-- Excerpted records follows --

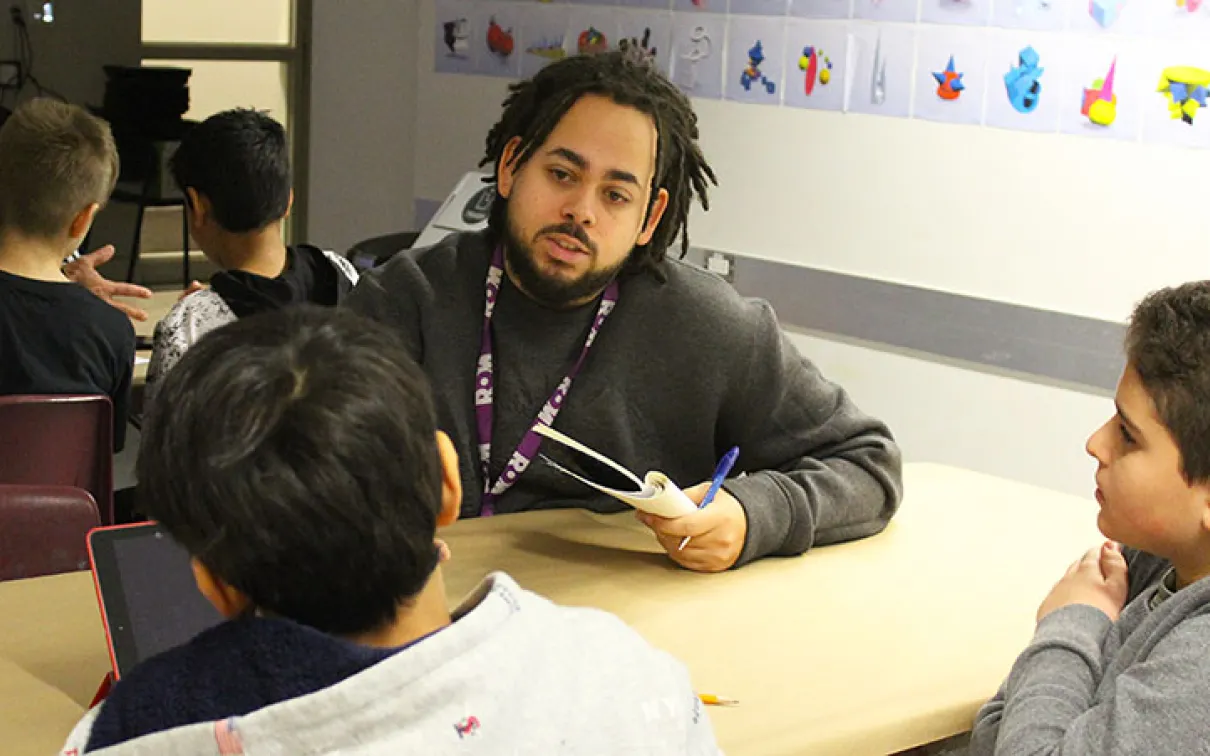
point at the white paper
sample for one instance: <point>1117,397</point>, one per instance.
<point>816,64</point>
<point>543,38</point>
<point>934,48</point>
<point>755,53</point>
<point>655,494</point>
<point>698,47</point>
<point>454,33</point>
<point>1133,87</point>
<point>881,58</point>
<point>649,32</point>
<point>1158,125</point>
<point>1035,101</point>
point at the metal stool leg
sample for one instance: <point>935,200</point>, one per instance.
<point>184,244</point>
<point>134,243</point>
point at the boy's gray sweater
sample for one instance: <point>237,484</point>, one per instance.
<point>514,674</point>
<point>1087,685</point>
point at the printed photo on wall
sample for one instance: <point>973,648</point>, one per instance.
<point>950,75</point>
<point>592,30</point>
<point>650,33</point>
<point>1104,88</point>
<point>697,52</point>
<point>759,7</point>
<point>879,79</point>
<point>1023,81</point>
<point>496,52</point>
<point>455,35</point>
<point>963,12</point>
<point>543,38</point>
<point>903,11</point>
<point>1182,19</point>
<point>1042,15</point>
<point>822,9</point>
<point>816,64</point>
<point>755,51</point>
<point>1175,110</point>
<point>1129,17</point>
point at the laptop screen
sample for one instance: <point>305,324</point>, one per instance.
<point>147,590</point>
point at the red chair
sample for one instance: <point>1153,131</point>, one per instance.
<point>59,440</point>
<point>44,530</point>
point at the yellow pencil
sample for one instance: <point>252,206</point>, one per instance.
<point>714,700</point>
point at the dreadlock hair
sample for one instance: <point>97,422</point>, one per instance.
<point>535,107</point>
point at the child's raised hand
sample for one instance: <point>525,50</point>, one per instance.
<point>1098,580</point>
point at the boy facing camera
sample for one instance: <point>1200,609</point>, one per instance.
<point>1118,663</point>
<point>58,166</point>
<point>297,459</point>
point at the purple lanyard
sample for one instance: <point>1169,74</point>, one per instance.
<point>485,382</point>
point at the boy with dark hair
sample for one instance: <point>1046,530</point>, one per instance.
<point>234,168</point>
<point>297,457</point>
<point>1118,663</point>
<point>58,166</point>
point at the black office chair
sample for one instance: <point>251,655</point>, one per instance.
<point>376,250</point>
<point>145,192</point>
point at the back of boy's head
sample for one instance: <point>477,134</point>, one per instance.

-- Excerpted records concluded --
-- Excerpted records follows --

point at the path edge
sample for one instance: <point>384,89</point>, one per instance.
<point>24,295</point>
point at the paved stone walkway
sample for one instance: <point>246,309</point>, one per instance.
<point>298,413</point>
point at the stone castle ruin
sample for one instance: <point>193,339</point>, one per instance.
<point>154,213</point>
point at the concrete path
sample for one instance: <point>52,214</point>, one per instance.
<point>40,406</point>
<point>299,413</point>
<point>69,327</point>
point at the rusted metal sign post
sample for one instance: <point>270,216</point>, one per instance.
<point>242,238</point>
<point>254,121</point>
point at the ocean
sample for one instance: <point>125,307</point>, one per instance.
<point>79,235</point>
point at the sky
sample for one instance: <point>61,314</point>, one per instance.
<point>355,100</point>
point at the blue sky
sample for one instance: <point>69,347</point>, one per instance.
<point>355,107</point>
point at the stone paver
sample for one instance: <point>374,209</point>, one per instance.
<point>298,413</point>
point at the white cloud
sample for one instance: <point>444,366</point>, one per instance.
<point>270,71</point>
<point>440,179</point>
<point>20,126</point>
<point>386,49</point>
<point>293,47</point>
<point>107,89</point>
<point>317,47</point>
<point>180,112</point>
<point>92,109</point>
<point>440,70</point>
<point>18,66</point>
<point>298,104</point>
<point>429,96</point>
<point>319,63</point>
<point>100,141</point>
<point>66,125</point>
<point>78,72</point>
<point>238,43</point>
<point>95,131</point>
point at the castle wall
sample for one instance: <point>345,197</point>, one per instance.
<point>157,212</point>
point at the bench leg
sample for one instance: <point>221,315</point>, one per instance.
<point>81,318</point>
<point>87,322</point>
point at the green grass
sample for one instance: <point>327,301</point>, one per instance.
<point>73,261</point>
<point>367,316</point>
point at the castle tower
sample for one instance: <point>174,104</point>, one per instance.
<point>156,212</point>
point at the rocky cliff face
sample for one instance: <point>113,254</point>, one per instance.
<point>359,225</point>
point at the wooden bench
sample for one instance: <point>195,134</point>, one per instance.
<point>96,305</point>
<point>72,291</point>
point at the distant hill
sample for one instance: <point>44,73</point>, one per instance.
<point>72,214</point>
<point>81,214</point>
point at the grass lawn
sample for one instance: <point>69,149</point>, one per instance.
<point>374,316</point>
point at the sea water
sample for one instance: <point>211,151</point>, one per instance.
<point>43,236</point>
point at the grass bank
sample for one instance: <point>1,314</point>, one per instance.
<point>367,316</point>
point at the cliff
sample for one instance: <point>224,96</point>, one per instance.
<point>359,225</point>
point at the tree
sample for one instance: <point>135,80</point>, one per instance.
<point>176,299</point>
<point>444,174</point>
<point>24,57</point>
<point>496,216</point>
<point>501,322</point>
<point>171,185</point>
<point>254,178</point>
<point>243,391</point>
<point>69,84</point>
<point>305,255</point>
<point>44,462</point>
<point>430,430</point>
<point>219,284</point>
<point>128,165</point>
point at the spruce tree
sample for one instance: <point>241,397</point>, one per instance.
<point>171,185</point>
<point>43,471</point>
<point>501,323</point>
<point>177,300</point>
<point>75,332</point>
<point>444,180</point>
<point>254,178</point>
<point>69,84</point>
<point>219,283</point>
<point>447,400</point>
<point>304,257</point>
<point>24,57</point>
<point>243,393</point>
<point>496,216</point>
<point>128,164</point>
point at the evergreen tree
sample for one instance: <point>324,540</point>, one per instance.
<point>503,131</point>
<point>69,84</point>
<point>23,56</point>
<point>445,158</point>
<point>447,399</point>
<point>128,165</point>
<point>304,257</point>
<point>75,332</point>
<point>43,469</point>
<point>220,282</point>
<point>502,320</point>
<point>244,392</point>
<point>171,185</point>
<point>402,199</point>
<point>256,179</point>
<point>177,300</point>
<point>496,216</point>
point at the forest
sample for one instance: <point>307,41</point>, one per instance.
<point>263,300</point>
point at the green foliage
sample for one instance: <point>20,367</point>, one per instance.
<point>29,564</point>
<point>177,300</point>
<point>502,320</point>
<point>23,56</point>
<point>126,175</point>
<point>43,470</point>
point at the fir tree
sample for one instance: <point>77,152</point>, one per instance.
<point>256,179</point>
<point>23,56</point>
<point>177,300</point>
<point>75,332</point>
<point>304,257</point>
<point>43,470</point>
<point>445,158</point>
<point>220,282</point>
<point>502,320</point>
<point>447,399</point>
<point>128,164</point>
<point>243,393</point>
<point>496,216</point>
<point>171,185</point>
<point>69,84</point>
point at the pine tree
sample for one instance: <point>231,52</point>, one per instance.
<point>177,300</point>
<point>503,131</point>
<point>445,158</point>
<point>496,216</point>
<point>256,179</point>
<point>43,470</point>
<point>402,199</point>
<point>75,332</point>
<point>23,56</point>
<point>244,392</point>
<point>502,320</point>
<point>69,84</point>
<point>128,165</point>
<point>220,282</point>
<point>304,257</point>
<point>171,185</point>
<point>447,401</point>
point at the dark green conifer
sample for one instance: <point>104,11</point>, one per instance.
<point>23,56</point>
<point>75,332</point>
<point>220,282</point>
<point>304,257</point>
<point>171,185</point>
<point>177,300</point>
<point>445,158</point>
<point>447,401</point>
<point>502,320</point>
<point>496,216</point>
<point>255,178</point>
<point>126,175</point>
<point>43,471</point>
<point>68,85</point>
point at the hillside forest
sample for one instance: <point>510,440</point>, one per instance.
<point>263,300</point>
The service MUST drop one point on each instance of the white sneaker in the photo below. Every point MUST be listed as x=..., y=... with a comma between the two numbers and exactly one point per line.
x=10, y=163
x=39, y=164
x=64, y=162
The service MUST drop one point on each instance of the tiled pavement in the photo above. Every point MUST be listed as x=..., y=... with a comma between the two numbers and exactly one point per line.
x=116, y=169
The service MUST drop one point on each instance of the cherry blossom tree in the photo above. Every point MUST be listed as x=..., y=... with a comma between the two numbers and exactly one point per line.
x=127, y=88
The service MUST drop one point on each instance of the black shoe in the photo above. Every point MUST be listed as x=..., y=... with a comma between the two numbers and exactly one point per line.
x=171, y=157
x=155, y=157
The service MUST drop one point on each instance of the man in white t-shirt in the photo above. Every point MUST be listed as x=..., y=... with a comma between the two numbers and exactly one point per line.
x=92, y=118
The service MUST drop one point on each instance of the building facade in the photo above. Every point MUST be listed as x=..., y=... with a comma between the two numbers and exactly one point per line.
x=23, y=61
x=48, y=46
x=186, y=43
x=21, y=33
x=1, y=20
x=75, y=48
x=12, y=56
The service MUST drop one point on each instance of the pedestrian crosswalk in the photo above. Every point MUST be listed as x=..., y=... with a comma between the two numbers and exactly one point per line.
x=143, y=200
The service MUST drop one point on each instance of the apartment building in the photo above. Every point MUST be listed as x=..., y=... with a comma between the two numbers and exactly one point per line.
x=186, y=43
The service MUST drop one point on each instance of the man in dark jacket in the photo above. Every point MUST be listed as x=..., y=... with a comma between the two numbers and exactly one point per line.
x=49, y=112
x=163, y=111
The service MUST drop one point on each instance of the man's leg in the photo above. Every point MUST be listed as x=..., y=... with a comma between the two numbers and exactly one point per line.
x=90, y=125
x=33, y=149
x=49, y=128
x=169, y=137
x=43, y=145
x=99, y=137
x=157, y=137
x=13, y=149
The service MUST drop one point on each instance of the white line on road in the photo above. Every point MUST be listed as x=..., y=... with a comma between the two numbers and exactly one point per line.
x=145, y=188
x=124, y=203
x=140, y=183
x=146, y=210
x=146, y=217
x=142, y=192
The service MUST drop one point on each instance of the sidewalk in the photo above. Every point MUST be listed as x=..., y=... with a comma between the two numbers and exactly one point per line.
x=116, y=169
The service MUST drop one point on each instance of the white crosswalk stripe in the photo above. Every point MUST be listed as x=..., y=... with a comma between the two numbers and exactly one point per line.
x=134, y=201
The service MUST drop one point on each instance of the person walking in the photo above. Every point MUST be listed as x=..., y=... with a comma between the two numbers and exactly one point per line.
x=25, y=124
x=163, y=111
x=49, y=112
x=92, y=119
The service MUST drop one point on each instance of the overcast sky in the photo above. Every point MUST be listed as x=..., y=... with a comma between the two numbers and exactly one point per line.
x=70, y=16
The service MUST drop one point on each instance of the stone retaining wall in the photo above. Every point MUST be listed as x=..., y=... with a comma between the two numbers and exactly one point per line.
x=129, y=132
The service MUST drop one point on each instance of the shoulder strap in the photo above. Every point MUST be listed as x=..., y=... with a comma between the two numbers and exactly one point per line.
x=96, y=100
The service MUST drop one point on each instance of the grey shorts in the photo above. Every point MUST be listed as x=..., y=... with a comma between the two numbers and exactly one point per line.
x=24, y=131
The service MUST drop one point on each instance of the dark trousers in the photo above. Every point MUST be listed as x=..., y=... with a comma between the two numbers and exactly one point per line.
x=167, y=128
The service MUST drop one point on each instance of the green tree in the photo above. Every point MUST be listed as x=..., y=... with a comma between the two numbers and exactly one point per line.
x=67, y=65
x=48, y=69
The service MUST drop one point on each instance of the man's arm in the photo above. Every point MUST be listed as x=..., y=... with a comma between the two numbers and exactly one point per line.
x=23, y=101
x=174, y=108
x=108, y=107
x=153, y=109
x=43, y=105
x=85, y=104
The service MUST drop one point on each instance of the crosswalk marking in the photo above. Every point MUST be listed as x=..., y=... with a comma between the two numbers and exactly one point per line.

-- Excerpted records concluded --
-- Excerpted records follows --

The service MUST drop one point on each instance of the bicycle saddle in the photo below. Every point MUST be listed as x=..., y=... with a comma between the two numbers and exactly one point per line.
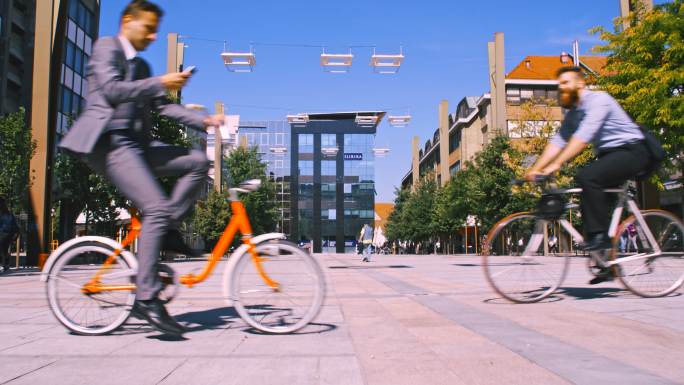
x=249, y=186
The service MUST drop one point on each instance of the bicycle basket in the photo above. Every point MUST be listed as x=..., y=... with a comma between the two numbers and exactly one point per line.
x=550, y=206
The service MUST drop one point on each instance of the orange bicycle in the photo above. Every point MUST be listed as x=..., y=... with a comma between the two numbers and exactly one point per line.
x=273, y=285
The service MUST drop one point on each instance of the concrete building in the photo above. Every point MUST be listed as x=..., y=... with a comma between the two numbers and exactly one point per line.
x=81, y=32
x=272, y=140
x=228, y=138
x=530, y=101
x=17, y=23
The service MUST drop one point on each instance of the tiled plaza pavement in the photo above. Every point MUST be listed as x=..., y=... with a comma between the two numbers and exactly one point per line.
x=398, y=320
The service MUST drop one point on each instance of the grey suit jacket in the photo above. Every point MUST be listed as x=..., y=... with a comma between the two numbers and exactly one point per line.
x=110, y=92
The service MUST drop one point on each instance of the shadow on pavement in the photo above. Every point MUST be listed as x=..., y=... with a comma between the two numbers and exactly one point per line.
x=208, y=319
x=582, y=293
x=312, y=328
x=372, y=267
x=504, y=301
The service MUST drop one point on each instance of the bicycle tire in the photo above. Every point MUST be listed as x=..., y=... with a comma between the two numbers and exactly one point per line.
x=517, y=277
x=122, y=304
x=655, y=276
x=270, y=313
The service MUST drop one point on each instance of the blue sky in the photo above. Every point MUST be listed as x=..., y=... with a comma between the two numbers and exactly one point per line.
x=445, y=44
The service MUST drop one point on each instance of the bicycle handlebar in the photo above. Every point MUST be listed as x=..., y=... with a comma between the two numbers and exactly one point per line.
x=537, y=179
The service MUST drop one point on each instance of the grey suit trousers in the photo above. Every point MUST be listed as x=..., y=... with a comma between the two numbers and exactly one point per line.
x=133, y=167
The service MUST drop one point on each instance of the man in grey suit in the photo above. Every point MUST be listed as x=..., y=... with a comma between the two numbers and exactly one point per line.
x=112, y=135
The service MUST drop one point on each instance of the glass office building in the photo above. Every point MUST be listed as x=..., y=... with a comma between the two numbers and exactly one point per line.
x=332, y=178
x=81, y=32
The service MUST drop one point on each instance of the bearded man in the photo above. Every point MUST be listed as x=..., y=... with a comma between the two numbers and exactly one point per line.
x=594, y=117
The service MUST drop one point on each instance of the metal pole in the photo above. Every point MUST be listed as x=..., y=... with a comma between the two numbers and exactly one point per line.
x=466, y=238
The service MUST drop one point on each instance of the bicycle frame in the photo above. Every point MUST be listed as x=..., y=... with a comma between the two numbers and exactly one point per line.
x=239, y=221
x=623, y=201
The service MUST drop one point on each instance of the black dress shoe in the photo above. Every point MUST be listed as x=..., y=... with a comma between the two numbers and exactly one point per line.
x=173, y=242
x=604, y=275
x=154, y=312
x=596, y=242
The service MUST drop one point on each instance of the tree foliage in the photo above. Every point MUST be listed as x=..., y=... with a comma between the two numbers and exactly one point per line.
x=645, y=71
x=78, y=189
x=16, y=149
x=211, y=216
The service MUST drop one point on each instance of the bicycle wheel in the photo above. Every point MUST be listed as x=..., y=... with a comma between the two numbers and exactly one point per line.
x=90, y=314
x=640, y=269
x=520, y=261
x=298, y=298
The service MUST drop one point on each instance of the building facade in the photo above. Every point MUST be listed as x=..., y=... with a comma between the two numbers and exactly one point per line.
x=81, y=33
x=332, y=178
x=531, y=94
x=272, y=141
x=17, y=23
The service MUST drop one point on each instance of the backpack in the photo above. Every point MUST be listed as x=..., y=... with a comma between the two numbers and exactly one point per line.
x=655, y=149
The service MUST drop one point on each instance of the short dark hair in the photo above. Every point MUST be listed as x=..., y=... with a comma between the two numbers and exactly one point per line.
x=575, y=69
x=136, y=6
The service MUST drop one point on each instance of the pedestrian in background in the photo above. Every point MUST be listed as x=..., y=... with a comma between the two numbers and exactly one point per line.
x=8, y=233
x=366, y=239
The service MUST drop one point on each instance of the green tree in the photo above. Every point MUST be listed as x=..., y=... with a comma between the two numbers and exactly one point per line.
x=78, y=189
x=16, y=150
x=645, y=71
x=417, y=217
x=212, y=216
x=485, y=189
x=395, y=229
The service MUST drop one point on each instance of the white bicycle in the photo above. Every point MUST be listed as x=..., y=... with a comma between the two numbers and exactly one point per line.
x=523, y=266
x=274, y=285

-- Excerpted records concluded --

### Your assignment
Wherever the word "chair" turns up in the records above, copy the line that holds it.

### Task solution
point at the red chair
point at the black office chair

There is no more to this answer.